> [Your goal] Set down exactly the lines in the records below that run from the line with "Each instance of the twine bow" to the line with "Each instance of the green stem", inclusive, and nothing more.

======

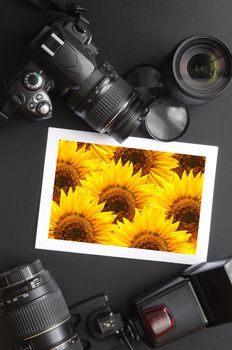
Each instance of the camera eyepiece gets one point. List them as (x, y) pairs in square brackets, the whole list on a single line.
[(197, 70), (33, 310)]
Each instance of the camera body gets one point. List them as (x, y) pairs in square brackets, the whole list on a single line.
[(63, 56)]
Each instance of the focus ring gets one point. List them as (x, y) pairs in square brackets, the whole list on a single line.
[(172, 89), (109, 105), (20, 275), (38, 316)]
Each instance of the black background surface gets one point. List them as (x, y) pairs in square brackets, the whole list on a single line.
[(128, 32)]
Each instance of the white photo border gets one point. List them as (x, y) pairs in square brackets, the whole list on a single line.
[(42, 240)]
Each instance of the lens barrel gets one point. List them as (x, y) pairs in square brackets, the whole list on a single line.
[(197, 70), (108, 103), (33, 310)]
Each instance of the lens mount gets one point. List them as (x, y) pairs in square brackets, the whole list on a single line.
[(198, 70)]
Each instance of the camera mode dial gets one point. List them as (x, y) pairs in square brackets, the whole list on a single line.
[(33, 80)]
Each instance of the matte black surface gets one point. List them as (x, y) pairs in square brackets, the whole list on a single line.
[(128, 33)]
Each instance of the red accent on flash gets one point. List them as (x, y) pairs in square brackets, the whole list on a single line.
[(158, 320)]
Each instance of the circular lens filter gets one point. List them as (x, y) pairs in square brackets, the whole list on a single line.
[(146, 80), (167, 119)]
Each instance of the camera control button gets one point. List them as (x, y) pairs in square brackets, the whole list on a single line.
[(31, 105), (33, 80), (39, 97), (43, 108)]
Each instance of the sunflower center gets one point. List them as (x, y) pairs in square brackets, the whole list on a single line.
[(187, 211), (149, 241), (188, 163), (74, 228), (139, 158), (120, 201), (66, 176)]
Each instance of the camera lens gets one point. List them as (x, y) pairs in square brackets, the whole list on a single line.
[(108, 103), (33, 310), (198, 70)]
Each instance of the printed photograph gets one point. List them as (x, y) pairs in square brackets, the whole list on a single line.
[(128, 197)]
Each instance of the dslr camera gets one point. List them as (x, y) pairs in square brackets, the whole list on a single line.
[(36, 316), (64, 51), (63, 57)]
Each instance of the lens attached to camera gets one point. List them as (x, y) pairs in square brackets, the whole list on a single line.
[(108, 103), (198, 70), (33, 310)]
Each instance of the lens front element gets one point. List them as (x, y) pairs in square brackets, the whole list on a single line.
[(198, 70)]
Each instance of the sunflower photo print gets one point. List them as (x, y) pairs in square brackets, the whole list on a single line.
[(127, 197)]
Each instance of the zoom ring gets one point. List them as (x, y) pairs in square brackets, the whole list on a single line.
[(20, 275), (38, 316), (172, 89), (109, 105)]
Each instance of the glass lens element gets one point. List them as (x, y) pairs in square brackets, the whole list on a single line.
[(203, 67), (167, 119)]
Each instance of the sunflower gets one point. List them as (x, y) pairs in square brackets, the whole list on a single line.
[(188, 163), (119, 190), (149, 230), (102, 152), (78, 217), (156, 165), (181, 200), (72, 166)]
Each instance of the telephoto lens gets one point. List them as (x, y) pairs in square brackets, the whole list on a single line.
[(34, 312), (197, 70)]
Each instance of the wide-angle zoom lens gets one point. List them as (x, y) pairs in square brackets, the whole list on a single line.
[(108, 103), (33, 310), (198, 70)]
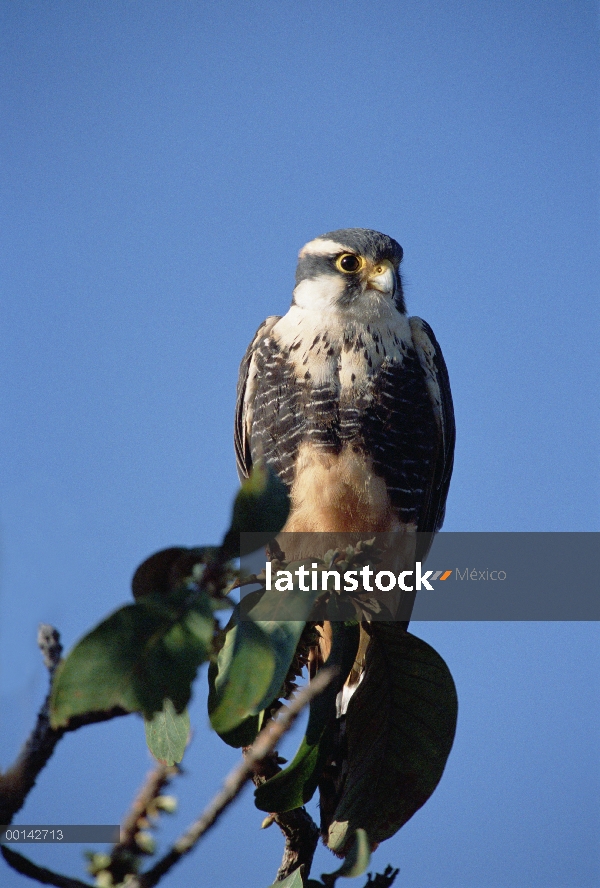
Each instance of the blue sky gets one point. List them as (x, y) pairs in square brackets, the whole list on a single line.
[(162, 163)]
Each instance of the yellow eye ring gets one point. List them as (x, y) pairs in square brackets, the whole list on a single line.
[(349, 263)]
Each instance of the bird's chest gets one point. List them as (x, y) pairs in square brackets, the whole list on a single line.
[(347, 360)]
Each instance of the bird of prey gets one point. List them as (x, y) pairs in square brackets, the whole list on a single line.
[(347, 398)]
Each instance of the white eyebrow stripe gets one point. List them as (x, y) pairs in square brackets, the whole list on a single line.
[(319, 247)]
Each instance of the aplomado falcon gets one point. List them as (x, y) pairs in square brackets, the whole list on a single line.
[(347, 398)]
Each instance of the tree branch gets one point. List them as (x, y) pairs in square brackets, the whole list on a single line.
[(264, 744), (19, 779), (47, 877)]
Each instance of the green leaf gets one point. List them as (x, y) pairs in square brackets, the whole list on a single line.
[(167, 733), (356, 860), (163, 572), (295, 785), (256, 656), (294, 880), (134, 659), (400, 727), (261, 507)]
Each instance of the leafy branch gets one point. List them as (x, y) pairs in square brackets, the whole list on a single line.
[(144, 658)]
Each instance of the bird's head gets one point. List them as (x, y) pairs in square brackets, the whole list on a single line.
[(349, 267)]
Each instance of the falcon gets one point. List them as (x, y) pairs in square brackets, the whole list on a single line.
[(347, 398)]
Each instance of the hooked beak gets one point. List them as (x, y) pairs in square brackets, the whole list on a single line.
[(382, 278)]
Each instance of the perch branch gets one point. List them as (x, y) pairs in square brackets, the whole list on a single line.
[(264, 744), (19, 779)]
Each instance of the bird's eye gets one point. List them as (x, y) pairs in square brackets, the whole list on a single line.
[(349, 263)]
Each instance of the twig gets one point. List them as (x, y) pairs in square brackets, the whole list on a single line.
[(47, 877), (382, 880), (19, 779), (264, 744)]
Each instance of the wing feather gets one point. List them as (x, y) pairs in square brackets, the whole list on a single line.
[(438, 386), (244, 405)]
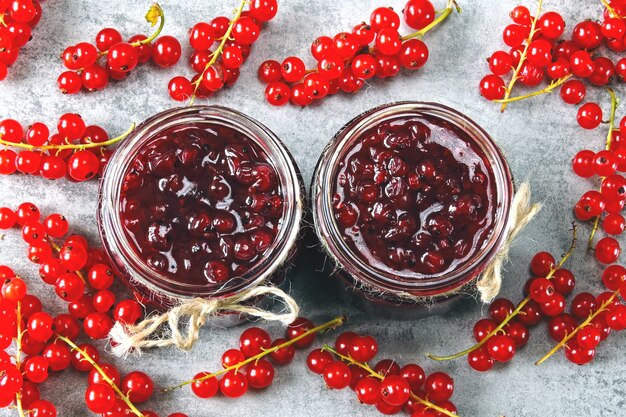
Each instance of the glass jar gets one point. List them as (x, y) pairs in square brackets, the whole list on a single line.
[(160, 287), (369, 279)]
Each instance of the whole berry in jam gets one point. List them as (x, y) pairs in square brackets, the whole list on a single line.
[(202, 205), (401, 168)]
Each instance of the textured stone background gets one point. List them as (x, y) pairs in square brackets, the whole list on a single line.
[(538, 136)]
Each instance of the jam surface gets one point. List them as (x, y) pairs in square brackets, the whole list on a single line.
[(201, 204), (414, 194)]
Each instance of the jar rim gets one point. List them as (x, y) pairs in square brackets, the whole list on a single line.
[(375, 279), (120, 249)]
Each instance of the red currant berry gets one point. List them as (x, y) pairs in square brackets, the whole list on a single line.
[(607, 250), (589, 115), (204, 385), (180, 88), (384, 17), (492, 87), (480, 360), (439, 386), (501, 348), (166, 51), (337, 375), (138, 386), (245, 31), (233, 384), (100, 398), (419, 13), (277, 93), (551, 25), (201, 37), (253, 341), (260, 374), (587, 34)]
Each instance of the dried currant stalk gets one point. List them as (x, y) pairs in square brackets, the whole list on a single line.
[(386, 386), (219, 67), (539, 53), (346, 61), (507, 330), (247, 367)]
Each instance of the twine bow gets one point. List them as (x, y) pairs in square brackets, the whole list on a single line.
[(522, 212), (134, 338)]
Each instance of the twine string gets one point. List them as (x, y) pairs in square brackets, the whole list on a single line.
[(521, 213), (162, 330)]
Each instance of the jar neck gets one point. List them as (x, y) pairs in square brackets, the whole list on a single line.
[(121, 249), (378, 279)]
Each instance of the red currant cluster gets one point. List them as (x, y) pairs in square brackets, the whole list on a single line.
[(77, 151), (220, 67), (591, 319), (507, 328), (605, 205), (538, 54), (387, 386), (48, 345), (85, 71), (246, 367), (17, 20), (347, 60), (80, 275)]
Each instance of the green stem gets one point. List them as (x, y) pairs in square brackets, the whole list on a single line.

======

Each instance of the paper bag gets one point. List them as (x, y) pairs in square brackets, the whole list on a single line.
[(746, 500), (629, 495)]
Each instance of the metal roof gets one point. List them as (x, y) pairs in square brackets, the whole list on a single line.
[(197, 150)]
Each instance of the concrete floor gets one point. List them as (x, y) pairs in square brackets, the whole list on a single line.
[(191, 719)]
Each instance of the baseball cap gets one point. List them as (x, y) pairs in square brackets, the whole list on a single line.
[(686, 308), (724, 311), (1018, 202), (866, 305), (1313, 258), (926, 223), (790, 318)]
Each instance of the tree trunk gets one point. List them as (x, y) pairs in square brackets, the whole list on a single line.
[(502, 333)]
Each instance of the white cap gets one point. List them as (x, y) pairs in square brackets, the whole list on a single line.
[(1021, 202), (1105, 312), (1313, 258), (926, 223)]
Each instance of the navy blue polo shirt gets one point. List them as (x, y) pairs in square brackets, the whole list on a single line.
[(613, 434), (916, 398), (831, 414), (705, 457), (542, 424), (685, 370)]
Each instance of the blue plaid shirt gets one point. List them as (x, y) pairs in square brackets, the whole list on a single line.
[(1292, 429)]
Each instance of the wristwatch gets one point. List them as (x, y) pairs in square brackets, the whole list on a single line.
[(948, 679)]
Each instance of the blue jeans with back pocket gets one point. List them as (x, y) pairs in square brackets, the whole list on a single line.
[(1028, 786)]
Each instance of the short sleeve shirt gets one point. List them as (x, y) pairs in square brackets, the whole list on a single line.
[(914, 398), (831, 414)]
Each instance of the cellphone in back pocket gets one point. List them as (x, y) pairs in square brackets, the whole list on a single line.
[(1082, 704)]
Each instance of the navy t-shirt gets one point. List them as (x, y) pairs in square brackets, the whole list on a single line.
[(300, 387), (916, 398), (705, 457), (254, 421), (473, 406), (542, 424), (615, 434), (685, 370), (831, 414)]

======

> [Answer]
Each instance of the twine bow gets one point. List them as (x, y) pairs in square brackets, the whole list on a single line.
[(522, 212), (134, 338)]
Each instance of the twine string gets one point. List them as (x, y) pairs in square brackets, the whole list on a single line.
[(521, 213), (162, 330)]
Each instance of the jar neck gets one point. List them as (x, y) pairs in square brackets, the whole list on a single line.
[(121, 249), (378, 279)]
Each instance of the red currant cluster gets one point. List them as (x, y) pairs in square brackets, the whole list on a single line.
[(77, 151), (220, 67), (591, 319), (507, 328), (605, 205), (538, 54), (387, 386), (48, 345), (85, 71), (246, 367), (17, 20), (347, 60), (80, 275)]
Each instance of the green stem gets one point. List them as (x, y) pairs in square brackets, the whole list on a single line.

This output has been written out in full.